Task details ::
Reproduce the material from its beginning through the line containing "M9 182L3 181L6", substituting "Output" for each occurrence of "Result" and leaving all else unchanged.

Records for the task ::
# # #

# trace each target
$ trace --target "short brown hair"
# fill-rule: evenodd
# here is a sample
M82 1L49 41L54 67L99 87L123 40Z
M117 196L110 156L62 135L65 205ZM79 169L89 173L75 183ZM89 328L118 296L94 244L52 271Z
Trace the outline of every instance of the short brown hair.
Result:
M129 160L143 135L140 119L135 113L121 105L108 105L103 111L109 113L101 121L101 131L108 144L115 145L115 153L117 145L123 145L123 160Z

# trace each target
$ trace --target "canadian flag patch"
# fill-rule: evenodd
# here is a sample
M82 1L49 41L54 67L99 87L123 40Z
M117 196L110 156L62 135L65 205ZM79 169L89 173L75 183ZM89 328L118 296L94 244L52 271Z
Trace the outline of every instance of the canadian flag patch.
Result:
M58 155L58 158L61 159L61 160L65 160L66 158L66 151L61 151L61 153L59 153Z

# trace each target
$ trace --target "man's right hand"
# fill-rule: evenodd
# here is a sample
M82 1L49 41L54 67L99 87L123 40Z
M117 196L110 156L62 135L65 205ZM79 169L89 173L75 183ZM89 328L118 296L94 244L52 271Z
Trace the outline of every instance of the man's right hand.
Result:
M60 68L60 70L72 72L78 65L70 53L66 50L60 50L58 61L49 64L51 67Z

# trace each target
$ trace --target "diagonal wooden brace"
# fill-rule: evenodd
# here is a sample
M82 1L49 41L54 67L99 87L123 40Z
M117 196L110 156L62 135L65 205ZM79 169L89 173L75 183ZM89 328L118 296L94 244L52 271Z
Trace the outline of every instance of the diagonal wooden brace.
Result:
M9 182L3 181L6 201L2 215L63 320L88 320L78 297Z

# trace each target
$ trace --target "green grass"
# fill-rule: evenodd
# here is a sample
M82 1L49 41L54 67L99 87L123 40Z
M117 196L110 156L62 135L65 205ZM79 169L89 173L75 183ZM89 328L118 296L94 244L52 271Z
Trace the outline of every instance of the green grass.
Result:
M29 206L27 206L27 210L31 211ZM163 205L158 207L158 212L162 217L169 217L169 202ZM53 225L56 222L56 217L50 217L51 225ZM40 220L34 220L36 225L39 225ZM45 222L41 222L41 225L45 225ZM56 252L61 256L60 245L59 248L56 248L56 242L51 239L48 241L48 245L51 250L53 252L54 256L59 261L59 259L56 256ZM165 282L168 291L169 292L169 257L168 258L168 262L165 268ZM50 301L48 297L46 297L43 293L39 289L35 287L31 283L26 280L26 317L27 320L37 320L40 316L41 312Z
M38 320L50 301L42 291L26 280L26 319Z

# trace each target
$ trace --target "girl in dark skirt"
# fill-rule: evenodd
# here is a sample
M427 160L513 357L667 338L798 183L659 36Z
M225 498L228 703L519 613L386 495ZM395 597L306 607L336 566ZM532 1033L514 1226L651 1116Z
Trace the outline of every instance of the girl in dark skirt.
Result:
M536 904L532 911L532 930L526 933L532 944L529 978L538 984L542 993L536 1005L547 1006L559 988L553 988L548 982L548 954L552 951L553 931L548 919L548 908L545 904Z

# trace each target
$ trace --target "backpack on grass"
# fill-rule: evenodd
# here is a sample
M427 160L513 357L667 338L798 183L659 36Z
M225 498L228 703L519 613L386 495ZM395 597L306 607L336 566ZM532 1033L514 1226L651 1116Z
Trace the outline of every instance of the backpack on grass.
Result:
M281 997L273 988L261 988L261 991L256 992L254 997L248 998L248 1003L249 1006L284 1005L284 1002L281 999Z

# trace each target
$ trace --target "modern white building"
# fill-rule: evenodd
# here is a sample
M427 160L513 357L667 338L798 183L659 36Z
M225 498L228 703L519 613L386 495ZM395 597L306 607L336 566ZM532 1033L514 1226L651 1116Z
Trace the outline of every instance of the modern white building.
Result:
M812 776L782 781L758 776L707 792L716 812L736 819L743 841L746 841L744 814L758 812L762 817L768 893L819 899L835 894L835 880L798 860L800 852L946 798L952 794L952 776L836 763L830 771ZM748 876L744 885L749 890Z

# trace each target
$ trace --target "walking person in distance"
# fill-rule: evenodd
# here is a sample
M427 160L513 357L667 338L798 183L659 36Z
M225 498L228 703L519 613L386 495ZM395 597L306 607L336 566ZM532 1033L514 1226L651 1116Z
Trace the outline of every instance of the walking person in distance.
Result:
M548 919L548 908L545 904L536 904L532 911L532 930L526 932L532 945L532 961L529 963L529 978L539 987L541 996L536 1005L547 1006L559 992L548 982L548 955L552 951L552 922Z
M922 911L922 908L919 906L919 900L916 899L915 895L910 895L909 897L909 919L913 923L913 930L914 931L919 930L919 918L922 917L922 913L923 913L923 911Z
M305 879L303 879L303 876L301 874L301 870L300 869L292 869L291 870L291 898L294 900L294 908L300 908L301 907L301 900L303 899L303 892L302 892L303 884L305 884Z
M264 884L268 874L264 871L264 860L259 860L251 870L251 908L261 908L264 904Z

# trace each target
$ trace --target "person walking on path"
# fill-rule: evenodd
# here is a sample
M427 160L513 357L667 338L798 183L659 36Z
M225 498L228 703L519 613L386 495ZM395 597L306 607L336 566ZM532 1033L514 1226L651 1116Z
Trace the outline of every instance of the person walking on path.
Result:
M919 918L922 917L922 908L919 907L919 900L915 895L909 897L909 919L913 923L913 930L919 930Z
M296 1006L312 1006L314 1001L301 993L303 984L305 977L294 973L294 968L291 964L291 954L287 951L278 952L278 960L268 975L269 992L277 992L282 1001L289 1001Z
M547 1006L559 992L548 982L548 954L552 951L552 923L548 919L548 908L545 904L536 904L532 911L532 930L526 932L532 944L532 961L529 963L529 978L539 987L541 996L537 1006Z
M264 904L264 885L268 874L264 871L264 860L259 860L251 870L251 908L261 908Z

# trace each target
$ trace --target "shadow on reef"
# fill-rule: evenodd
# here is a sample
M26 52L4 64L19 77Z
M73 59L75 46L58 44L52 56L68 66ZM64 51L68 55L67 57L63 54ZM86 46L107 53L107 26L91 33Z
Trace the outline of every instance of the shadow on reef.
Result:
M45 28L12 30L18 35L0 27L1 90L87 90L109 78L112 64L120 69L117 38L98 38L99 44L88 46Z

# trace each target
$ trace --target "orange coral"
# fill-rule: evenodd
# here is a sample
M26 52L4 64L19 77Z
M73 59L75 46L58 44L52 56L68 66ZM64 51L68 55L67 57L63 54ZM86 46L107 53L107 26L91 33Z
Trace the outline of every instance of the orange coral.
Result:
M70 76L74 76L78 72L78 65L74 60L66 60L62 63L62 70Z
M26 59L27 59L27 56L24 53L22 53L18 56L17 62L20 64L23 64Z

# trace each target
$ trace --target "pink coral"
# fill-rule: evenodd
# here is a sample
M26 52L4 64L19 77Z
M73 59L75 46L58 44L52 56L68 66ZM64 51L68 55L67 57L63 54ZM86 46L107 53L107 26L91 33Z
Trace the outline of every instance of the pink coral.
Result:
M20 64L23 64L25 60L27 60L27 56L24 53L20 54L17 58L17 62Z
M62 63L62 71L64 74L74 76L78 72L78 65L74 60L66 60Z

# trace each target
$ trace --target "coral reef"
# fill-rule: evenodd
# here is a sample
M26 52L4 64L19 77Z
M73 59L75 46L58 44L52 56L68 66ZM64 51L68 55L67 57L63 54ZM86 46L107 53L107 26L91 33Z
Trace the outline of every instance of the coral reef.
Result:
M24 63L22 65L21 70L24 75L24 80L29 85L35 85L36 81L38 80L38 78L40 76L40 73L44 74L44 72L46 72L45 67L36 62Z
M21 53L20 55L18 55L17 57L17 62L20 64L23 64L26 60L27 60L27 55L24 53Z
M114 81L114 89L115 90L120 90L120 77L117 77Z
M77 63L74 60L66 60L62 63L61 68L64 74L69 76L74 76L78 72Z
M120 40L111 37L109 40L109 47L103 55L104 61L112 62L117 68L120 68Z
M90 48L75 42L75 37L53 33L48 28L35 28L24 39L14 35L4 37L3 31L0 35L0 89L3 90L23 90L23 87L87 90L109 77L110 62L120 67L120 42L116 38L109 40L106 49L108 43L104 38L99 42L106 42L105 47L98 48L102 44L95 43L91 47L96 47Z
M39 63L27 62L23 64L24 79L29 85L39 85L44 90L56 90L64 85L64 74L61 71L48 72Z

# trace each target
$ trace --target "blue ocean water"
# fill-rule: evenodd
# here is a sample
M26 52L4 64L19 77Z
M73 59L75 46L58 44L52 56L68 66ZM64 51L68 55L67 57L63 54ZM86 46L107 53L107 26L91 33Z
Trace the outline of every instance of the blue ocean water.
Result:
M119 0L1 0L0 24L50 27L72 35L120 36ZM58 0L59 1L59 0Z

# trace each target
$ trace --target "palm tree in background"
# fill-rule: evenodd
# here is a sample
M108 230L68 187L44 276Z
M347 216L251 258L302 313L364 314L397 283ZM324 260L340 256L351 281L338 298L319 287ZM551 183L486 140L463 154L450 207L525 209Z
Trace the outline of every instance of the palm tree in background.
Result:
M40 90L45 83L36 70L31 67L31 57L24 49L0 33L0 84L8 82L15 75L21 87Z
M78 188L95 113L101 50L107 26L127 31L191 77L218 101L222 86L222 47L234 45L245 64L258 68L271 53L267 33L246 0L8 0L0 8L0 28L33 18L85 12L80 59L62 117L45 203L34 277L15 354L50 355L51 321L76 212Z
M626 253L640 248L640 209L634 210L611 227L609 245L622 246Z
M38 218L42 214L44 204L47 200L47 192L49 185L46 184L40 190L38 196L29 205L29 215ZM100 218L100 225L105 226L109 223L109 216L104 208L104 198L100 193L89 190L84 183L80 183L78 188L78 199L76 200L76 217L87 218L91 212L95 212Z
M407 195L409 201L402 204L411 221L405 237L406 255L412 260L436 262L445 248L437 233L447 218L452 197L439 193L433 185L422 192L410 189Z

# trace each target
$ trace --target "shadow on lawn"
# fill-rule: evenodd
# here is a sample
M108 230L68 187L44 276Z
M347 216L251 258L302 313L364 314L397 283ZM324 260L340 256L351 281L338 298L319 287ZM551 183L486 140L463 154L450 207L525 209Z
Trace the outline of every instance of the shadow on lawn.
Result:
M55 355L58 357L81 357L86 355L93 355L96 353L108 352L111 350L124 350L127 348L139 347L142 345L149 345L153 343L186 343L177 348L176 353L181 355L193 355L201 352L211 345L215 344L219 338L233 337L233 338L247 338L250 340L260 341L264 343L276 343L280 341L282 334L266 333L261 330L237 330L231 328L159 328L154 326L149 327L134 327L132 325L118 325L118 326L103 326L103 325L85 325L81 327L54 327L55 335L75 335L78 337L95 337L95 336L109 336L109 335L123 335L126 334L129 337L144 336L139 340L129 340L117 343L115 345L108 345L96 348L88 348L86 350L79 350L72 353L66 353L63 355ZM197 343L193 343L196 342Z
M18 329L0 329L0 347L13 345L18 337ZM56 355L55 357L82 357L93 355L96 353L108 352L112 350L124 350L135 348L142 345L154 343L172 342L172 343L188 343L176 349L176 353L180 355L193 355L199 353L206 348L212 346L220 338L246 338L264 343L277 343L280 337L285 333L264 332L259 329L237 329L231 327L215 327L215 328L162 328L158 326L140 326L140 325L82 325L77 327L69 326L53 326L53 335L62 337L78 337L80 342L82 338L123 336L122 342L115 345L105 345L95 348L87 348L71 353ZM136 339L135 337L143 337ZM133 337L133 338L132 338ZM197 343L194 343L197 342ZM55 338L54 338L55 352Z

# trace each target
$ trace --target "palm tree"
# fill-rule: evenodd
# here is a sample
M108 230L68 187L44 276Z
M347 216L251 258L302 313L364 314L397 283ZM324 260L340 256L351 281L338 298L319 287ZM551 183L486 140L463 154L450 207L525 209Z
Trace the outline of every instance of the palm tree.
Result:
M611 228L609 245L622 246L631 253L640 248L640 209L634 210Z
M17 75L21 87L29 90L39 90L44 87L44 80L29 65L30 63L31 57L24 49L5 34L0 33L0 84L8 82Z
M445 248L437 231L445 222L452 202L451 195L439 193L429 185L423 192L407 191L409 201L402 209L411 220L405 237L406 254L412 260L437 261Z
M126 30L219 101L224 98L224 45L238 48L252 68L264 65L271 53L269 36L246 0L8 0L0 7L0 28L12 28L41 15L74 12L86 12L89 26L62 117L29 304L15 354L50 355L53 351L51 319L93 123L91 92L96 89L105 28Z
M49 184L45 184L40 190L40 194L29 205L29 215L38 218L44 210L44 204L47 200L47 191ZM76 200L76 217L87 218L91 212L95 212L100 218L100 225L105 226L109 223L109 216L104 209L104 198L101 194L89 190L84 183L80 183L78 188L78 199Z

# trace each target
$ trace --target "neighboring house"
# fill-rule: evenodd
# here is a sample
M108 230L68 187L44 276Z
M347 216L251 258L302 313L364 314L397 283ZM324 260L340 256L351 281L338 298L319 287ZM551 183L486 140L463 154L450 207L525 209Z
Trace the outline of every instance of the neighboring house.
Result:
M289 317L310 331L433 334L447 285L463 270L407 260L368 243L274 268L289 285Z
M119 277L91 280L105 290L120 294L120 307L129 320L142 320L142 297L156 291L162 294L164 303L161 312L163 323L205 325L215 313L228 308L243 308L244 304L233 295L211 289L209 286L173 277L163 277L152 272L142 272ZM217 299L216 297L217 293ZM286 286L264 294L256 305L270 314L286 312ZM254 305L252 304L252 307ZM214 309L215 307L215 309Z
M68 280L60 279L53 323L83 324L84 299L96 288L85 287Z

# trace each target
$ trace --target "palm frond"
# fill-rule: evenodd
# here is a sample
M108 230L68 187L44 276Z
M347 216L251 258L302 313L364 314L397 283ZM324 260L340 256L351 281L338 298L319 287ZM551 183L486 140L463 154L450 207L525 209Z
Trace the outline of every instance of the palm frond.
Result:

# # #

Answer for the task ::
# trace each target
$ trace --target "short brown hair"
# fill-rule: evenodd
# here is a sample
M82 1L49 41L54 67L99 87L123 40Z
M117 196L110 156L62 135L65 205ZM79 169L89 173L75 183ZM89 328L118 296L94 244L52 271Z
Trace the outline of every instance of the short brown hair.
Output:
M129 160L143 135L140 119L135 113L121 105L108 105L103 111L109 113L101 121L101 131L108 144L115 145L115 153L117 145L123 145L123 160Z

# trace each target
$ trace --target "canadian flag patch"
# fill-rule: evenodd
# here is a sample
M82 1L49 41L54 67L99 87L123 40Z
M117 196L110 156L62 135L65 205ZM79 169L89 173L75 183ZM89 328L118 296L94 244L52 271Z
Trace the outline of every instance of the canadian flag patch.
Output:
M58 155L58 158L61 159L61 160L65 160L66 158L66 151L61 151L61 153L59 153Z

# trace each target
$ trace --target "man's right hand"
# fill-rule: evenodd
# here is a sample
M82 1L49 41L54 67L99 87L123 40Z
M117 196L110 156L62 135L65 205ZM79 169L89 173L75 183ZM89 328L118 296L94 244L52 271Z
Trace the outline of every instance of the man's right hand.
Output:
M60 68L60 70L72 72L78 65L70 53L66 50L60 50L58 61L49 64L51 67Z

# trace each target
$ trace --target "diagonal wooden brace"
# fill-rule: evenodd
# here is a sample
M82 1L49 41L54 67L99 87L123 40Z
M117 196L110 156L62 135L65 205ZM79 169L89 173L75 183ZM89 328L118 296L94 244L52 271Z
Trace the outline of every instance of the diagonal wooden brace.
Output:
M9 182L3 181L6 201L2 215L63 320L88 320L78 297Z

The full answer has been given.